* **Data shown**
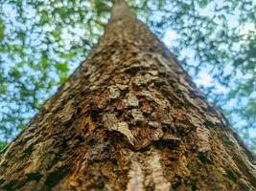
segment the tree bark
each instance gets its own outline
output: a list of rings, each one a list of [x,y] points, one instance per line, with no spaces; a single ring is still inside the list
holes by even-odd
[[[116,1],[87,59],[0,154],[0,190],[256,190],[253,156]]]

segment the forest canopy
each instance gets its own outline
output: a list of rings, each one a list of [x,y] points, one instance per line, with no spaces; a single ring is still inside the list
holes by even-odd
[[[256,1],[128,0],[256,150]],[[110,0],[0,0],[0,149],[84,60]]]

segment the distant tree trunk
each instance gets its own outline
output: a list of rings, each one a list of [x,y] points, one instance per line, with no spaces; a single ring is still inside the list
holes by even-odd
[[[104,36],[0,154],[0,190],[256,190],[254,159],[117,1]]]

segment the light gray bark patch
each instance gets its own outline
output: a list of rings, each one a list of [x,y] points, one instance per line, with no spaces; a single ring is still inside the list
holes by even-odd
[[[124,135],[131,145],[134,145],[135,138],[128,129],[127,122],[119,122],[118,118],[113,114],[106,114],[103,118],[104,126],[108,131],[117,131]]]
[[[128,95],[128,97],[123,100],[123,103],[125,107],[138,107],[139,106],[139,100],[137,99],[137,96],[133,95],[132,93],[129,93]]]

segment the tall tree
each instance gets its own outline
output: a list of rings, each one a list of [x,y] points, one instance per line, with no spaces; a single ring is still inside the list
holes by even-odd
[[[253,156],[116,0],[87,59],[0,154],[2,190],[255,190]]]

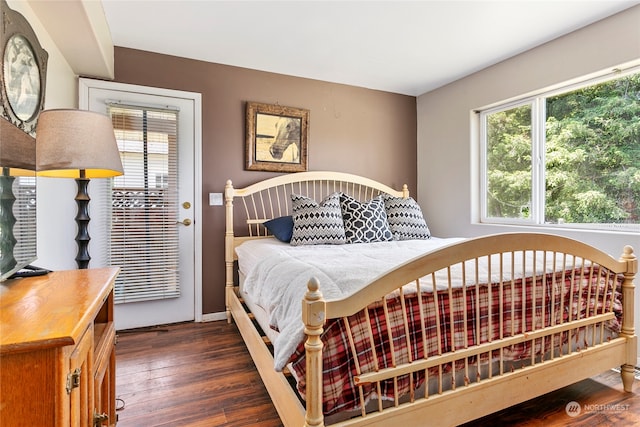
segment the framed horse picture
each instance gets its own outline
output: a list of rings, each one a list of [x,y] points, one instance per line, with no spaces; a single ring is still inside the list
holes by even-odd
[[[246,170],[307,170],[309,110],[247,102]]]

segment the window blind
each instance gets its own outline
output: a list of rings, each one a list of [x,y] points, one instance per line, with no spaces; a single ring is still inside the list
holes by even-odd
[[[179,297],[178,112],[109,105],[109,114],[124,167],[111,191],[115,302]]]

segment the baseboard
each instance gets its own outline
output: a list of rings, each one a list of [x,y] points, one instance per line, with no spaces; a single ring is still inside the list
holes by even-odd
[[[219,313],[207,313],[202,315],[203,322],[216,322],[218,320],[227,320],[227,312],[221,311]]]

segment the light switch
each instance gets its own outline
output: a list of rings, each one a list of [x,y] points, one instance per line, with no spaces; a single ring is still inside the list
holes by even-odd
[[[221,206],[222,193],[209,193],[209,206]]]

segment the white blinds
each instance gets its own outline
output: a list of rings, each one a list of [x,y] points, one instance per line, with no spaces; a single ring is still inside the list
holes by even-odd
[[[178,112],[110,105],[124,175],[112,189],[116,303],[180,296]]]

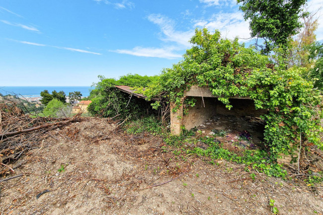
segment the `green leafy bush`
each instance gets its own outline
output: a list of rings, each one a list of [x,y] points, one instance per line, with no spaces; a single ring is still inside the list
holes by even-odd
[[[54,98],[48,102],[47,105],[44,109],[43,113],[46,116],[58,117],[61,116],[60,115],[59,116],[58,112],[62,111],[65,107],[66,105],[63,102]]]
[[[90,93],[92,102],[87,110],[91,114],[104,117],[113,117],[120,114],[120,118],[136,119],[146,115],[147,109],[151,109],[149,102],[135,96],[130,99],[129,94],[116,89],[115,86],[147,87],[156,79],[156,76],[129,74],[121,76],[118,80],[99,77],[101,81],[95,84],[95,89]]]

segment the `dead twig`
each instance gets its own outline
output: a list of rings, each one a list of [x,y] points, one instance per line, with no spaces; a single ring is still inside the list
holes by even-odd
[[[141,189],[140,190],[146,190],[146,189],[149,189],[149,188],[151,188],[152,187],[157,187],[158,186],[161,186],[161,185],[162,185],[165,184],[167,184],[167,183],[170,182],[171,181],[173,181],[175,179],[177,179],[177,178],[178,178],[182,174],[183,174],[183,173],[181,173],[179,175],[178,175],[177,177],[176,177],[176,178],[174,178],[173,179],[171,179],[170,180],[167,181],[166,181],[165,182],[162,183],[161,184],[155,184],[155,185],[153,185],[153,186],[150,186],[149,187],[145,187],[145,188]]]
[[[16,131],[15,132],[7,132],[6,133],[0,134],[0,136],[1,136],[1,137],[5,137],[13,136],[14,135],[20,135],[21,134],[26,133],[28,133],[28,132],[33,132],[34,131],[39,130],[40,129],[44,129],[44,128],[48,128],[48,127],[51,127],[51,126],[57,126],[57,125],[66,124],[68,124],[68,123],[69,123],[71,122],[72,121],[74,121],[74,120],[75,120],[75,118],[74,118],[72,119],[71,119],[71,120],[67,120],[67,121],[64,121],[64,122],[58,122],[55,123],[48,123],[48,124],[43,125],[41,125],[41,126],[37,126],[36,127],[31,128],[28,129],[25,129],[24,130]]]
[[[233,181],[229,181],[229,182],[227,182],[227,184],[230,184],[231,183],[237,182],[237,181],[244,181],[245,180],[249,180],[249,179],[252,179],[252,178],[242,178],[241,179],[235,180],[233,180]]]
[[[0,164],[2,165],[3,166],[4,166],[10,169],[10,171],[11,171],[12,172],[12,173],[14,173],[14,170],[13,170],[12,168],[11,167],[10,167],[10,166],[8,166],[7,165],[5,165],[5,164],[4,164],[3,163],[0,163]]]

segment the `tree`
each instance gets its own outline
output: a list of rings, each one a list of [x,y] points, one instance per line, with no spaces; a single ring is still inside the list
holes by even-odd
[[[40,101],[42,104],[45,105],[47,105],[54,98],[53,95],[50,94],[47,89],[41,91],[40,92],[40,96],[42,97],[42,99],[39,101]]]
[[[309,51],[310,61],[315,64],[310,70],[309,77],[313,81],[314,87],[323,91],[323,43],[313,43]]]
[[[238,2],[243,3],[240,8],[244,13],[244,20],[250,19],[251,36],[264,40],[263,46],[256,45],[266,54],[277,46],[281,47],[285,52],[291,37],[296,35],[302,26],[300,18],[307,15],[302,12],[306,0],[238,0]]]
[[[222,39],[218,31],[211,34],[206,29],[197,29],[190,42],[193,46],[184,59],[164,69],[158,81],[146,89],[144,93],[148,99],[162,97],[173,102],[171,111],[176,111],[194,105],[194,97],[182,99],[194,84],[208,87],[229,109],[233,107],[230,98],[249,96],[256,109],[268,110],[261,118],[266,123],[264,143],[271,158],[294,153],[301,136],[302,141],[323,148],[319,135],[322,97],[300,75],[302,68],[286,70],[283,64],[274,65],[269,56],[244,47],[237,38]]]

* **Stated task**
Copy every row above word for word, without the pictures.

* **Task solution**
segment the tree bark
each instance gets its own outline
output: a list of rings, each one a list of [x,y] points, one instance per line, with no spaces; a single ring is still inside the list
holes by even-odd
[[[116,1],[87,59],[0,154],[0,190],[256,190],[253,156]]]

segment the forest canopy
each instance gets its own outline
output: a list of rings, each one a list of [x,y] points, one instance per line, with no spaces; a single ring is still inside the list
holes by even-odd
[[[256,1],[128,0],[256,150]],[[110,0],[0,0],[0,149],[84,60]]]

segment the distant tree trunk
each instance gets its own outline
output: a list of rings, each one a list of [x,y] points, one instance per line, with no spaces; a single ring is still inside the list
holes by even-odd
[[[104,36],[0,154],[0,190],[256,190],[254,159],[117,1]]]

segment the light gray bark patch
each instance gets its own outline
output: a list of rings, each one a list of [x,y] points, one instance per line, with no spaces; a single ring is still inside the list
holes by even-odd
[[[124,135],[131,145],[134,145],[135,138],[128,129],[127,122],[119,122],[118,118],[113,114],[106,114],[103,118],[104,126],[108,131],[117,131]]]
[[[128,95],[128,97],[123,100],[123,103],[125,107],[138,107],[139,106],[139,100],[137,99],[137,96],[133,95],[132,93],[129,93]]]

segment the tall tree
each instance gets its own outline
output: a list of rings, each one a list of [x,y] points, one instance per line, with no spaces; a single ring is still inside the list
holes by even-odd
[[[253,156],[116,0],[87,59],[0,154],[2,190],[255,190]]]

segment the framed horse picture
each instance gets its own outline
output: a list of rings, each one a list of [x,y] points, one instance per line, with no spaces; a single ring is still inside the list
holes by even-odd
[[[246,170],[307,170],[309,110],[247,102]]]

segment the window blind
each instance gets its own outline
output: a list of rings, each one a list of [x,y] points, one instance per line, with no spaces; a single ring is still inside the list
holes by even-odd
[[[179,297],[178,112],[109,105],[109,114],[124,167],[111,191],[115,302]]]

segment the baseboard
each instance gets its own outline
output: a list of rings, each one a list of [x,y] points, one instance per line, with no spaces; a single ring is still inside the list
holes by even-odd
[[[219,313],[207,313],[202,315],[203,322],[216,322],[218,320],[227,320],[227,312],[221,311]]]

segment the light switch
each instance gets its own outline
output: a list of rings, each one a list of [x,y] points, one instance per line, with no spaces; a single ring is still inside the list
holes by even-odd
[[[221,206],[222,193],[209,193],[209,206]]]

segment the white blinds
each instance gets its own outline
output: a list of rings, each one a list of [x,y] points, one instance per line, with no spaces; a single ring is still inside the list
holes by even-odd
[[[178,112],[110,105],[124,175],[112,189],[116,303],[180,296]]]

segment the `green leafy bush`
each instance gets its own outline
output: a list of rings, each one a list of [x,y] points, one instance per line, with no spaces; a single ring is still inside the list
holes by even-odd
[[[54,98],[48,102],[47,105],[44,109],[43,113],[46,116],[58,117],[61,116],[60,115],[59,116],[58,112],[62,111],[65,107],[66,105],[63,102]]]
[[[90,93],[92,102],[87,110],[91,114],[104,117],[113,117],[120,114],[120,118],[136,119],[146,115],[147,109],[151,109],[149,102],[135,96],[130,99],[129,94],[116,89],[115,86],[147,87],[156,79],[156,76],[129,74],[121,76],[118,80],[99,77],[101,81],[95,84],[95,89]]]

segment the `dead twig`
each instance gets its own outline
output: a list of rings, each one a list of [x,y] points, one instance per line, with no spaces; a single ring is still inside the list
holes by even-odd
[[[141,189],[140,190],[146,190],[146,189],[149,189],[149,188],[151,188],[152,187],[157,187],[158,186],[161,186],[161,185],[162,185],[165,184],[167,184],[167,183],[170,182],[171,181],[173,181],[175,179],[177,179],[177,178],[178,178],[182,174],[183,174],[183,173],[181,173],[179,175],[178,175],[177,177],[176,177],[176,178],[174,178],[173,179],[171,179],[170,180],[167,181],[166,181],[165,182],[162,183],[161,184],[155,184],[155,185],[153,185],[153,186],[150,186],[149,187],[145,187],[145,188]]]
[[[16,131],[15,132],[7,132],[6,133],[0,134],[0,136],[1,136],[1,137],[5,137],[13,136],[14,135],[20,135],[21,134],[26,133],[28,133],[28,132],[33,132],[34,131],[39,130],[40,129],[44,129],[44,128],[48,128],[48,127],[51,127],[51,126],[57,126],[57,125],[66,124],[68,124],[68,123],[69,123],[71,122],[72,121],[74,121],[74,120],[75,120],[75,118],[74,118],[72,119],[71,119],[71,120],[67,120],[67,121],[64,121],[64,122],[58,122],[55,123],[48,123],[48,124],[43,125],[41,125],[41,126],[37,126],[36,127],[31,128],[28,129],[25,129],[24,130]]]
[[[233,181],[229,181],[229,182],[227,182],[227,184],[230,184],[231,183],[237,182],[237,181],[244,181],[245,180],[249,180],[249,179],[252,179],[252,178],[242,178],[241,179],[235,180],[233,180]]]
[[[0,164],[2,165],[3,166],[4,166],[10,169],[10,171],[11,171],[12,172],[12,173],[14,173],[14,170],[13,170],[12,168],[11,167],[10,167],[10,166],[8,166],[7,165],[5,165],[5,164],[4,164],[3,163],[0,163]]]

segment the `tree`
each instance gets its own outline
output: a list of rings, each one a list of [x,y] points, one instance per line, with no spaces; a single ring is still inside the list
holes by even-odd
[[[40,101],[42,104],[45,105],[47,105],[54,98],[53,95],[50,94],[47,89],[41,91],[40,92],[40,96],[42,97],[42,99],[39,101]]]
[[[309,51],[310,61],[315,64],[310,70],[309,77],[313,81],[314,87],[323,91],[323,43],[313,43]]]
[[[238,2],[243,3],[240,8],[244,13],[244,20],[250,19],[251,36],[264,40],[263,46],[256,45],[266,54],[277,46],[281,47],[285,52],[291,37],[296,35],[302,26],[300,18],[307,15],[302,12],[306,0],[238,0]]]
[[[222,39],[218,31],[211,34],[206,29],[197,29],[190,42],[193,46],[184,59],[164,69],[158,81],[146,89],[144,93],[148,99],[162,97],[173,102],[171,111],[176,111],[194,105],[194,97],[182,99],[194,84],[208,87],[229,109],[233,107],[230,98],[249,96],[256,109],[268,110],[261,118],[266,123],[264,143],[271,158],[294,153],[301,136],[302,141],[323,148],[319,135],[322,97],[300,75],[302,68],[286,70],[283,64],[274,65],[269,56],[244,47],[237,38]]]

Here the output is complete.